### Task prompt
List each line of the items below that contains the word "rear", copying every such line in full.
↓↓↓
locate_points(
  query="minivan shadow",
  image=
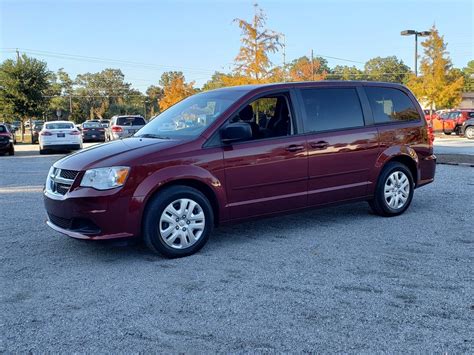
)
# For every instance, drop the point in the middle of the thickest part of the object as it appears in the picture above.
(226, 236)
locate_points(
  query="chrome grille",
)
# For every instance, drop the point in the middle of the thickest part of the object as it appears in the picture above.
(68, 174)
(60, 181)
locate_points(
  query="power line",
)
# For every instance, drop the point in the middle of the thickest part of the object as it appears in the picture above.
(105, 60)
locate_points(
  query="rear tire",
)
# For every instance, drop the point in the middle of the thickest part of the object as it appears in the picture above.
(394, 190)
(171, 228)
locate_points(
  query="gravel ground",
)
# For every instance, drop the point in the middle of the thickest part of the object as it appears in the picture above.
(332, 280)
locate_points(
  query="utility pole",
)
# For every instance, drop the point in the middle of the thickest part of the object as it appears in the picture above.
(284, 57)
(417, 34)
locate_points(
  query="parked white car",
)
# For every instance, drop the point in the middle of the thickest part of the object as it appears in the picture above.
(59, 135)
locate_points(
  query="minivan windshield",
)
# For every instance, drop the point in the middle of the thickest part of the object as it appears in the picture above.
(190, 117)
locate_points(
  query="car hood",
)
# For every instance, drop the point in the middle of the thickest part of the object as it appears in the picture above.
(119, 152)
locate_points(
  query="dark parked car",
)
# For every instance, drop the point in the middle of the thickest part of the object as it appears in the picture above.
(92, 131)
(123, 127)
(6, 140)
(208, 160)
(104, 123)
(455, 119)
(467, 129)
(36, 130)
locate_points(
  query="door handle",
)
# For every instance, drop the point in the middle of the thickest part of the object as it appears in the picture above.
(294, 148)
(319, 145)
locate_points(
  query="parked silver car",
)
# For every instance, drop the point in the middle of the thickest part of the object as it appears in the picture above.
(123, 127)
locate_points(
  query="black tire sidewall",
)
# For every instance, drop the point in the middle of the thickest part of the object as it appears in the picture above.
(153, 213)
(380, 196)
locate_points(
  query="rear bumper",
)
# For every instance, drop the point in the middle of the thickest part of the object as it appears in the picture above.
(61, 146)
(427, 170)
(97, 137)
(6, 147)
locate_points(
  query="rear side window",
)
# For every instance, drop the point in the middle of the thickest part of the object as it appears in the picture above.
(130, 121)
(391, 105)
(331, 108)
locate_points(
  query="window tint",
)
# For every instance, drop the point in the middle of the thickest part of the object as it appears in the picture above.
(267, 116)
(130, 121)
(390, 105)
(332, 108)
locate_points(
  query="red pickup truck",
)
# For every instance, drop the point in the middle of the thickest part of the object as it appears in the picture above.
(454, 120)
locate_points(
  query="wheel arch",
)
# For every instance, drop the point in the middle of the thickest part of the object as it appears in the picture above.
(402, 154)
(195, 177)
(409, 162)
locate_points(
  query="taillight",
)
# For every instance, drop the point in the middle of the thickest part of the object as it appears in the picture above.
(431, 135)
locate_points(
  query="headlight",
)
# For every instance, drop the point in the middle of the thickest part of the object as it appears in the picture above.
(105, 178)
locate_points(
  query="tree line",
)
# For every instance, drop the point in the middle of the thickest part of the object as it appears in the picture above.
(28, 89)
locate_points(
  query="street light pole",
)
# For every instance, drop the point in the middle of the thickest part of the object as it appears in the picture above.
(416, 33)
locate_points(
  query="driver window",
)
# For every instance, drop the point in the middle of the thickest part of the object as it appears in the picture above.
(268, 117)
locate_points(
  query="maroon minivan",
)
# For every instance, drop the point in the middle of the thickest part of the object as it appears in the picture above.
(244, 152)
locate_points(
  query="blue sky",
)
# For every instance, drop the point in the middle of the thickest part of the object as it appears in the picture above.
(145, 38)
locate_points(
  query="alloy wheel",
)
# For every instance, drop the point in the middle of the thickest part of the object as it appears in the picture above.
(397, 190)
(182, 223)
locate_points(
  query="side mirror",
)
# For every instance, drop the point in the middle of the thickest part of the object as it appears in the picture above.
(238, 131)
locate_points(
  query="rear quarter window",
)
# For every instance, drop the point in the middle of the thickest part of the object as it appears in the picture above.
(331, 109)
(391, 105)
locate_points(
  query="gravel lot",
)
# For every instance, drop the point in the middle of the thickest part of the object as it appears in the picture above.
(333, 280)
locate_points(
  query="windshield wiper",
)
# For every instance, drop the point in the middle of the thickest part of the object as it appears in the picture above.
(151, 135)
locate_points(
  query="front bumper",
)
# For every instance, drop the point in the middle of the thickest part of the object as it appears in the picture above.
(85, 213)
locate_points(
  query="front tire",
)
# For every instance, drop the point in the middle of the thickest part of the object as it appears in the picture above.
(394, 190)
(178, 221)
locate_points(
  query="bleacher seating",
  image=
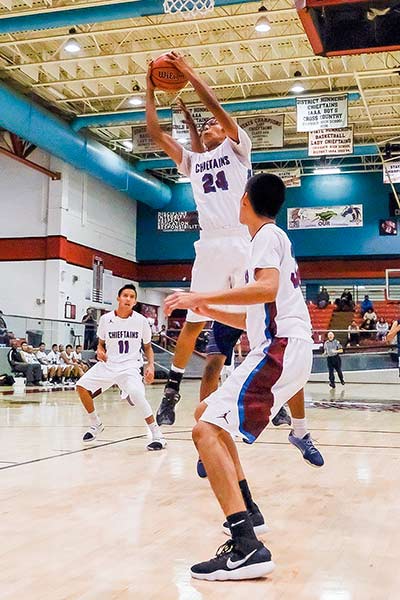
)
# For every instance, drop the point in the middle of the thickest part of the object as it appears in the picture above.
(320, 320)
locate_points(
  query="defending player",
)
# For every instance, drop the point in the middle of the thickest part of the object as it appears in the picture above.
(218, 171)
(276, 369)
(121, 334)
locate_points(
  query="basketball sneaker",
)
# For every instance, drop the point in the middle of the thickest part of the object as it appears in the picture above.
(201, 470)
(311, 455)
(166, 412)
(282, 418)
(92, 433)
(232, 562)
(157, 444)
(257, 520)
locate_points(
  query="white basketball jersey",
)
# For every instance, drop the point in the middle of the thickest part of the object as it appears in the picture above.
(218, 179)
(288, 315)
(123, 337)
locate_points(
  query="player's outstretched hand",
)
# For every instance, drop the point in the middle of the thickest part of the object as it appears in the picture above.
(149, 82)
(188, 115)
(101, 355)
(182, 300)
(179, 62)
(149, 374)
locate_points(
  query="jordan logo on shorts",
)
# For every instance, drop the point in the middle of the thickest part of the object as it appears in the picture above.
(224, 416)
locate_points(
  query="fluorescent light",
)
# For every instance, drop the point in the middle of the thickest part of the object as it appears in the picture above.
(72, 45)
(262, 25)
(297, 88)
(326, 171)
(135, 101)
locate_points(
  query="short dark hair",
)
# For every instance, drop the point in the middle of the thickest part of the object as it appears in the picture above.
(266, 193)
(127, 286)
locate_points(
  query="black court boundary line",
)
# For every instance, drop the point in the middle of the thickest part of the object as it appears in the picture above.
(68, 453)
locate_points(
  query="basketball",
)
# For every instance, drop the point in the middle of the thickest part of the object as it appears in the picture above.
(165, 76)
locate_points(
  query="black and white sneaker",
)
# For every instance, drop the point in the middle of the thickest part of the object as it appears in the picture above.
(282, 418)
(158, 444)
(92, 433)
(166, 412)
(231, 562)
(257, 520)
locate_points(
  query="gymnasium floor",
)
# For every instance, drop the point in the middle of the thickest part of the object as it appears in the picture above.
(115, 522)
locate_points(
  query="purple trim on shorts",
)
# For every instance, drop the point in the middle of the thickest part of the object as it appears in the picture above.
(256, 398)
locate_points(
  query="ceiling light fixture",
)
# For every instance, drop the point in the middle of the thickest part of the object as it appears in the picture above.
(72, 45)
(327, 171)
(262, 25)
(135, 101)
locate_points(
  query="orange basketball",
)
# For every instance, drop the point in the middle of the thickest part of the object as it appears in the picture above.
(165, 76)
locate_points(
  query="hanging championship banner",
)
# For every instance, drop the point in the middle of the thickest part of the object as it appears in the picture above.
(178, 221)
(265, 131)
(290, 177)
(321, 112)
(325, 217)
(391, 172)
(180, 131)
(142, 142)
(330, 142)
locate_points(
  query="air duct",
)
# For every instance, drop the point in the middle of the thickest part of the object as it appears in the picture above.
(40, 127)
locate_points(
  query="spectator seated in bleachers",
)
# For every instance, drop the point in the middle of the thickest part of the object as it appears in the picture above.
(345, 302)
(52, 371)
(353, 335)
(32, 371)
(366, 304)
(323, 298)
(382, 327)
(4, 334)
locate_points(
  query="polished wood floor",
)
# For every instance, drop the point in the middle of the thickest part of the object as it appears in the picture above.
(115, 522)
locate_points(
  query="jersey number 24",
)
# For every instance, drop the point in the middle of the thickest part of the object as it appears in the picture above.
(209, 185)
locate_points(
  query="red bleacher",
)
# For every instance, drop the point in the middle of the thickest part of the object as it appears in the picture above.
(320, 320)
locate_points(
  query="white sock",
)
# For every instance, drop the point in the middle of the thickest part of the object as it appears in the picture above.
(299, 427)
(94, 419)
(155, 431)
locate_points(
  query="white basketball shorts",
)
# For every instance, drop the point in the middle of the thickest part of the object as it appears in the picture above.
(102, 376)
(255, 392)
(220, 264)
↑↑↑
### Worked solution
  query="rear tire",
  query="rear bumper",
  query="rear side window",
  query="rear quarter window",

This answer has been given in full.